Exercise details
Please rewrite the lines between the line holding "of the hanging" and the line holding "POLYGON ((210 4, 210", inclusive, renaming "hanging hook" to "wall hook" and leaving everything else in them unchanged.

[Mask labeling samples]
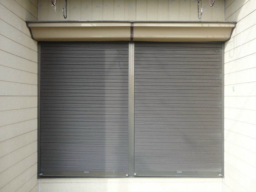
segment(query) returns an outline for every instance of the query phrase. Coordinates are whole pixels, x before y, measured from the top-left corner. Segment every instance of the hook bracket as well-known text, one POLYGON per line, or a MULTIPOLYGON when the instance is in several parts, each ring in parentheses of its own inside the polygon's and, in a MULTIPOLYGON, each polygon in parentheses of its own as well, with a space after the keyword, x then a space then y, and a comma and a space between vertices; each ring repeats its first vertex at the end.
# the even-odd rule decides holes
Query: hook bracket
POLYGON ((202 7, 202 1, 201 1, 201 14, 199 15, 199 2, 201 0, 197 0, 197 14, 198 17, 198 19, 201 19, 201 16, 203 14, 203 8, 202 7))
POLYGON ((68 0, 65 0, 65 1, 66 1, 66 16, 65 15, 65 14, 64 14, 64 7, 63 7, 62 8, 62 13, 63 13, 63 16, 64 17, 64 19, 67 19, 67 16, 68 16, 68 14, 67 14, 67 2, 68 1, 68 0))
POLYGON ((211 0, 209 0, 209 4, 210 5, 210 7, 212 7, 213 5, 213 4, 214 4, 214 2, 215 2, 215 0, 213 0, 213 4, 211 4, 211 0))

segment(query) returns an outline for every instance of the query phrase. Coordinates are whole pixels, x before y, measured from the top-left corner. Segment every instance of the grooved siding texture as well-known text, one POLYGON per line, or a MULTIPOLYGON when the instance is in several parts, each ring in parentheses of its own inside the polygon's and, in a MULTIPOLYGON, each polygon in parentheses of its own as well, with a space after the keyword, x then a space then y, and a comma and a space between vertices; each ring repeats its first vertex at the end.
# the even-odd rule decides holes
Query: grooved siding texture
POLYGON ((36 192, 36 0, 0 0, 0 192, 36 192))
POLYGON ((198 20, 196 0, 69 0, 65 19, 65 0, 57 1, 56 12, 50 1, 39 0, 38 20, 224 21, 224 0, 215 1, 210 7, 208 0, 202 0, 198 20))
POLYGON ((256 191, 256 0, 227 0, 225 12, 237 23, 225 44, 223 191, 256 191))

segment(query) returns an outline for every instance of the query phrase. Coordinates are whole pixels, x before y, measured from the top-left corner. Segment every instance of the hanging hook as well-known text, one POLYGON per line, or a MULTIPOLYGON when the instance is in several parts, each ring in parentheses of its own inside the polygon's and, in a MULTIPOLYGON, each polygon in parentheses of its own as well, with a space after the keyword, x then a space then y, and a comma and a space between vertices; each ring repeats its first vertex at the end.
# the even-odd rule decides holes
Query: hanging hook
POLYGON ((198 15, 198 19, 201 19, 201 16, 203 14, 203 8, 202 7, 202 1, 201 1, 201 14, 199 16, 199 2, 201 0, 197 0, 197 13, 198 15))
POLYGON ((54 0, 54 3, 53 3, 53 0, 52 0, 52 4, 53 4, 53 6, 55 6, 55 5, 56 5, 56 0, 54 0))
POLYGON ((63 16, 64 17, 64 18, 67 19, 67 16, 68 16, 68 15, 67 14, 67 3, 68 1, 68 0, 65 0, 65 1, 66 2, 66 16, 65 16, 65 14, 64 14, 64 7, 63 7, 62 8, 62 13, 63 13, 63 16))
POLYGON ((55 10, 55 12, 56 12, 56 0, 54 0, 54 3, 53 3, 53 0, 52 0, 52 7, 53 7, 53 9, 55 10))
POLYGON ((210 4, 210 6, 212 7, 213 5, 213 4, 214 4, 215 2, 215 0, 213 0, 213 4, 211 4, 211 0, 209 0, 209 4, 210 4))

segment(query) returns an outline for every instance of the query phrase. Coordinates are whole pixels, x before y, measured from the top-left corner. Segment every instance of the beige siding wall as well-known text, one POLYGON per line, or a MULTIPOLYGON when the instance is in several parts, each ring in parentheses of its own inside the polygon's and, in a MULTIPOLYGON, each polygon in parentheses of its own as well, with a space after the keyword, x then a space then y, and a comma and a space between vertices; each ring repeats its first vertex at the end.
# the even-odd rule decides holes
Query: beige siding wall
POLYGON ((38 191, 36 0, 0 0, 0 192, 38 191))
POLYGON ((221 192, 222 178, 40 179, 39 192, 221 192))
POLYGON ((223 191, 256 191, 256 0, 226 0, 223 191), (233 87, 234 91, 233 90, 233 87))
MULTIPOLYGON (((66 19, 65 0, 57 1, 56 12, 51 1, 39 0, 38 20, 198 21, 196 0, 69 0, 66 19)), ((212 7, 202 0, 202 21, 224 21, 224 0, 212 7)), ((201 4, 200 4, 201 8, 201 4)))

* * *

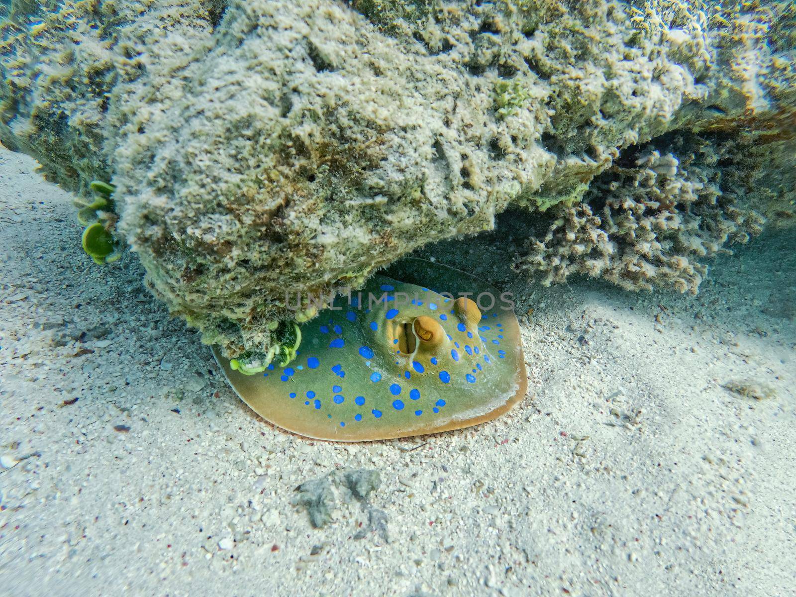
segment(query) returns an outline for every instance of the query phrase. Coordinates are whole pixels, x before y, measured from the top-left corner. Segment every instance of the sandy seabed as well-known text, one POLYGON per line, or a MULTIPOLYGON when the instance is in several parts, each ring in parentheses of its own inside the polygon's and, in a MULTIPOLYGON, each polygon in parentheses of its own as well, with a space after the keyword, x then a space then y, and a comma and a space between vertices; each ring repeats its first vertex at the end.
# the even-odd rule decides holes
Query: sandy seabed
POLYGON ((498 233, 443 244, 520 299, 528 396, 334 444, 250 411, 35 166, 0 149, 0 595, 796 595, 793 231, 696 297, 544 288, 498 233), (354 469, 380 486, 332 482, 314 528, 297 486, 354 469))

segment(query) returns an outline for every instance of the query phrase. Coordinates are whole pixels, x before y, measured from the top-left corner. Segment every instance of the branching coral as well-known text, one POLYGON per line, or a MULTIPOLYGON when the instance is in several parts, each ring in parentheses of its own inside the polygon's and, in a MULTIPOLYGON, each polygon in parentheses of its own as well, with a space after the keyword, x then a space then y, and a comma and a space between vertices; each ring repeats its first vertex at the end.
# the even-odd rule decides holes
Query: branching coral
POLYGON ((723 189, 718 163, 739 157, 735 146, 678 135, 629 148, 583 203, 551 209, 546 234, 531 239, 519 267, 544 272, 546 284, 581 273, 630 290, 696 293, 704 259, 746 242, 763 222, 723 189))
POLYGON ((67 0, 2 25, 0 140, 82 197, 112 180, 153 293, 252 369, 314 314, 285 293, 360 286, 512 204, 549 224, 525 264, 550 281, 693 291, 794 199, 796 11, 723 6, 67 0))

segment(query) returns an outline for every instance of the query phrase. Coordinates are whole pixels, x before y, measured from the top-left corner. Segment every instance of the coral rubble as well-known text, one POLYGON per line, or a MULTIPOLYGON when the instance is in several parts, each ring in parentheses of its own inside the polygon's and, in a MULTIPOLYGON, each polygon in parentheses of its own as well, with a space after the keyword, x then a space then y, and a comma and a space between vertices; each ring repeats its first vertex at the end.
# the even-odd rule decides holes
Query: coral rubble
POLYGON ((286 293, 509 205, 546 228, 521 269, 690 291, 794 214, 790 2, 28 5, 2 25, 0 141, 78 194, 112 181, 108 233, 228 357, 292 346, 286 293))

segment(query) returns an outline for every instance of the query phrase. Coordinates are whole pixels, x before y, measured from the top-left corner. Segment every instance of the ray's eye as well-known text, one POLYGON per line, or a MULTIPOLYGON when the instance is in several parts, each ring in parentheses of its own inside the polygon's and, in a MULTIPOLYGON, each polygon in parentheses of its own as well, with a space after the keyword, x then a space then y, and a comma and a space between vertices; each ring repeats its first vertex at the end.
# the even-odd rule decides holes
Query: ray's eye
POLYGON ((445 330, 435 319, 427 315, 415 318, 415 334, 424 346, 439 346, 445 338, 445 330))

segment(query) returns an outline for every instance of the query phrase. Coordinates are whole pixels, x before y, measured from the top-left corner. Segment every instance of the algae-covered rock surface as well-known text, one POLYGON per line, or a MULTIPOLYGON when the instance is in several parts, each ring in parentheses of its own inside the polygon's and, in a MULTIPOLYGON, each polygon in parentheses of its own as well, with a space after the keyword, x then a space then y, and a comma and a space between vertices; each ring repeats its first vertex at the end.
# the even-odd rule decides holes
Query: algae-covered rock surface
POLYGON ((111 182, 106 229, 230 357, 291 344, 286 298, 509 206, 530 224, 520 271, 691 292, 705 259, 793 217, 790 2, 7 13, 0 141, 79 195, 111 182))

---

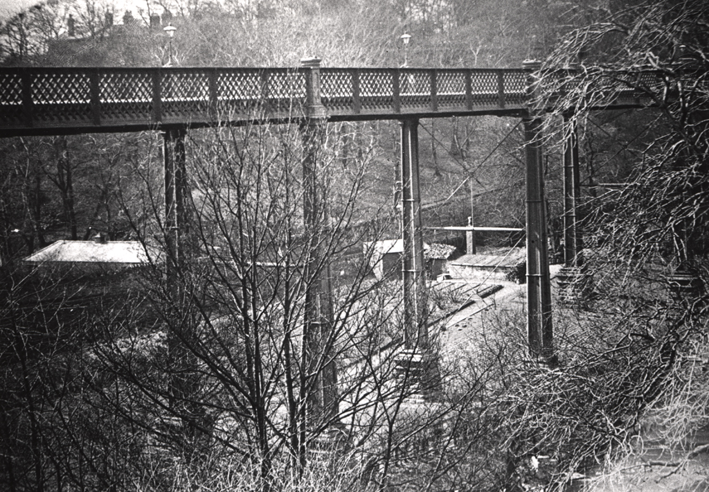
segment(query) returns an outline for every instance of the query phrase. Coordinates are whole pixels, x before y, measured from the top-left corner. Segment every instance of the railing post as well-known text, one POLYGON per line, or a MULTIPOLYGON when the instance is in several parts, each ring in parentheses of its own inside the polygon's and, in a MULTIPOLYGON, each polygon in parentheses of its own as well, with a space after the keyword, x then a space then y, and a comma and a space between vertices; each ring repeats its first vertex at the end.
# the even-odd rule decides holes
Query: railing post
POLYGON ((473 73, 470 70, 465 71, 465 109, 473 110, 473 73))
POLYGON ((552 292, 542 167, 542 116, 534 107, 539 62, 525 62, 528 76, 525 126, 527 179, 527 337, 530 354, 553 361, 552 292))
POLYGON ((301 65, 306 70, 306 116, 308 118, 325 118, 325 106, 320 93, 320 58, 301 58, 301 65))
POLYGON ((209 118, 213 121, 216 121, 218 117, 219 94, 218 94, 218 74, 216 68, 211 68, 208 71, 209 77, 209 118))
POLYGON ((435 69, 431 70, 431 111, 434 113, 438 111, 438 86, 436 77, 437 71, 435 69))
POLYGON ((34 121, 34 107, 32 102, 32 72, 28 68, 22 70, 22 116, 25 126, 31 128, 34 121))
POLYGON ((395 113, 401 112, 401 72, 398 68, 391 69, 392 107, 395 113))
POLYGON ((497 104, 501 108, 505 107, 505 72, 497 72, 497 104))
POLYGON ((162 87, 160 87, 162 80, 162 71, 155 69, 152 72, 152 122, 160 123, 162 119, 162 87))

Task response
segment(query) returns an outline for every instance of the query phrase. Coordinates are whole pixels, x before y, measured from the top-left corner. Segment every instance of the wall hook as well-known text, one POLYGON per line, or a MULTIPOLYGON when the instance is in several parts, each ring in parentheses of its own inside the polygon's and, in a MULTIPOLYGON, each polygon in parentheses of its own as well, with a space after the keyword, x then a space then y, and a comma and a space between vertices; each ring repeats its first vertex at the end.
# the even-odd rule decides holes
Query: wall hook
POLYGON ((198 15, 198 19, 201 19, 201 16, 203 14, 203 8, 202 7, 202 1, 201 1, 201 14, 199 16, 199 2, 201 0, 197 0, 197 13, 198 15))
POLYGON ((54 0, 54 3, 53 3, 53 0, 52 0, 52 4, 53 4, 53 6, 55 6, 55 5, 56 5, 56 0, 54 0))
POLYGON ((63 16, 64 17, 64 18, 67 19, 67 16, 68 16, 68 15, 67 14, 67 3, 68 1, 68 0, 65 0, 65 1, 66 2, 66 16, 65 16, 65 14, 64 14, 64 7, 63 7, 62 8, 62 13, 63 13, 63 16))
POLYGON ((55 10, 55 12, 56 12, 56 0, 54 0, 54 3, 53 3, 53 0, 52 0, 52 7, 53 7, 53 9, 55 10))
POLYGON ((210 4, 210 6, 212 7, 213 5, 213 4, 214 4, 215 2, 215 0, 213 0, 213 4, 211 4, 211 0, 209 0, 209 4, 210 4))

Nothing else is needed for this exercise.